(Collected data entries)
■ ■ ■ ■ ■ ■ ■

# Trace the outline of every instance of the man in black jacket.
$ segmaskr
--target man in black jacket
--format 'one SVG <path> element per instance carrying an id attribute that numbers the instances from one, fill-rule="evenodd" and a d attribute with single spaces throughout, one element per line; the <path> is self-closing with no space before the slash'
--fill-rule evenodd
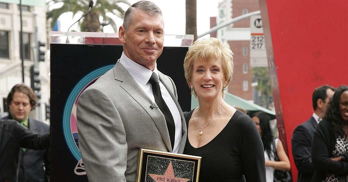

■ ■ ■ ■ ■ ■ ■

● STATED PROBLEM: Count the lines in the entries above that contain the string "jacket". Reply with the number alone.

● EXERCISE RESPONSE: 2